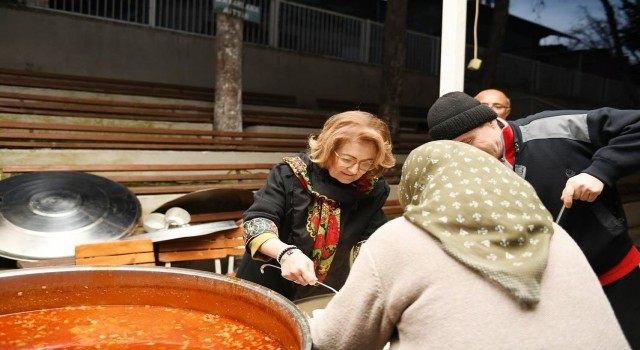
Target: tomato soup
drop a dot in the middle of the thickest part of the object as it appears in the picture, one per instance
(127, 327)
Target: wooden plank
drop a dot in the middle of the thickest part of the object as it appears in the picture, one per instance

TASK ITEM
Your task is to copy the entries in full and exactly, without any images.

YOUR SOLUTION
Target: tomato soup
drop a dot in the middle of the thickest part of the object as it appears in the picture, one per instance
(127, 327)
Target: wooden plank
drop a dot in the middle of the thickest part of the object as it appears in the picture, one per instance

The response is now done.